==== TEXTO FORNECIDO ====

Arquivo do extinto blogue Esferovite- a vida em pedaços (13-08-2003/ 4-01-2006)

segunda-feira, outubro 13, 2003

quarto

passei o dia todo a pensar que tinha que arrumar o quarto. não um pensamento simples ou fugidio, nada disso. desde o momento em que acordei logo se assomou à minha cabeça a ideia de arrumar o quarto. não uma ideia pacata ou benemérita. o que se passa é que encaro o arrumar o quarto como uma necessidade premente da minha sobrevivência, uma problemática suma do meu existencialismo privado neste dia de outono. em todos os telefonemas que fiz, em todas as conversas que tive, em casa ou na rua, em todo o lado, referi a necessidade de ter que arrumar o meu quarto como elemento primordial da minha existência, não para hoje, mas para a eternidade, para todo o sempre.
eu sei que pode parecer idiota, eu sei que muita gente pode não me compreender, mas a verdade é que arrumar o quarto é algo que me incomoda sumamente. apesar de eu, exteriormente, parecer uma pessoa totalmente banal, apesar dos meus interesses se basearem na importância das filosofias de vida orientais ligadas ao funcionamento artístico de uma sociedade cada vez mais impregnada por necessidades consumistas, apesar de eu preferir ir ver peças de teatro pós-moderno em detrimento de sair com amigos para um café beber imperiais e ver o futebol, apesar de tudo isso, apesar de acreditar que o mundo espiritual é bem mais forte do que qualquer emoção carnal que eu possa ter, eu acho que hoje nada é mais essencial para mim do que arrumar o meu quarto.

==== LINHAS FORNECIDAS ====

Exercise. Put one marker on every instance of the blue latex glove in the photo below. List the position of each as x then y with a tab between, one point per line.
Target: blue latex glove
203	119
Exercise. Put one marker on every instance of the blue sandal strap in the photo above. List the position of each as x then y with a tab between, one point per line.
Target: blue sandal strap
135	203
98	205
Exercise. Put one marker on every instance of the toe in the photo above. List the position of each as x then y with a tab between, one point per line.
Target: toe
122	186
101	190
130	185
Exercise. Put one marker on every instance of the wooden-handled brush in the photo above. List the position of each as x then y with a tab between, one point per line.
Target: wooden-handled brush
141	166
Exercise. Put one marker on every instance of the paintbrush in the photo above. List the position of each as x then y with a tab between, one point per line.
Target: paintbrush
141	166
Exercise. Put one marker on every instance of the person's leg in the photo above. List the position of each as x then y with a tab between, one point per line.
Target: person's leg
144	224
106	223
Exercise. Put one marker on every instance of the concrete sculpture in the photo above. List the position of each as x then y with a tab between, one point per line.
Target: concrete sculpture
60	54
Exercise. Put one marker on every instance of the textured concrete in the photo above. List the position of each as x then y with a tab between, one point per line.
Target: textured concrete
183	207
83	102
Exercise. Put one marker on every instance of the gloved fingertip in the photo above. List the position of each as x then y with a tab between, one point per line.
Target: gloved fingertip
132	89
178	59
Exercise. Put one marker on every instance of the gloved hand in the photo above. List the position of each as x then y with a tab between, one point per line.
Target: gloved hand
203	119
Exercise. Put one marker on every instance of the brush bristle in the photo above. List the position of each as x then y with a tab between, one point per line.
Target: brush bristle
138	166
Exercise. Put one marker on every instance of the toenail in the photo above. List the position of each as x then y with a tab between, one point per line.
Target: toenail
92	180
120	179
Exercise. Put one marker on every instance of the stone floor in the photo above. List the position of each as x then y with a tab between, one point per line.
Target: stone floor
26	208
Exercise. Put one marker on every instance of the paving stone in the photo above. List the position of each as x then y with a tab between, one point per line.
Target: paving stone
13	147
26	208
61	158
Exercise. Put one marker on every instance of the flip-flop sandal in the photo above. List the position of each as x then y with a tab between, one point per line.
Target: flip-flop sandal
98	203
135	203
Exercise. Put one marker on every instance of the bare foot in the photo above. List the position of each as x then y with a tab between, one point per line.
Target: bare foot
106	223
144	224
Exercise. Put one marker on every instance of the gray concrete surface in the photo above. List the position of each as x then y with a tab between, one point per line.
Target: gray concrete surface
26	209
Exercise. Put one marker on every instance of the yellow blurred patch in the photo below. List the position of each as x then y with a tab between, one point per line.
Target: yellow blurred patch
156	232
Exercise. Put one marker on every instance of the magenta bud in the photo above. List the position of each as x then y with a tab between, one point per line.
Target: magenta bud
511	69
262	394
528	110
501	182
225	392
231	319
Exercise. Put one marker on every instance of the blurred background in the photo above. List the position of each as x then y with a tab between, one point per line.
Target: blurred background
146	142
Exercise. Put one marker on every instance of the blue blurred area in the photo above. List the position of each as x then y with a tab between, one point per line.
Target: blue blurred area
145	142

====

CONJUNTO DE TAREFAS:
**1)** Resuma o texto fornecido em duas frases.
**2)** Redija a continuação do texto fornecido, a partir da última frase apresentada.
As linhas constituem material independente do texto fornecido.

RESPOSTAS POR TAREFA:
**1)** Num dia de outono, a ideia de arrumar o quarto ocupou o pensamento de quem escreve desde que acordou e foi referida em todos os telefonemas e conversas como elemento primordial da sua existência. Apesar de admitir que isto pode parecer idiota e de ter interesses como as filosofias de vida orientais, o teatro pós-moderno e o mundo espiritual, afirma que hoje nada lhe é mais essencial do que arrumar o quarto.

**2)**
quantas noites de amor foram passadas sobre aquele colchão, quantos poemas escritos naquela secretária, quantos cigarros fumados com os cotovelos apoiados naquela janela, quantos telefonemas eróticos abafados pelo escuro da luz apagada, quantos livros lidos imaginando que estava à luz de velas, quantas promessas de " a partir de hoje nunca mais farei isto" e " a partir de hoje farei sempre aquilo", quantas coisas indizíveis e quantas delas enumeráveis, quantas coisas ali se passaram que ninguém nunca vai saber, quantas, quantas, quantas. e, apesar dessa importância se ter tornado num sintoma de uma doença qualquer contra a qual me parece impossível precaver, não procuro outra cura senão a arrumação in loco do meu quarto. e mesmo assim deixo-o desarrumado.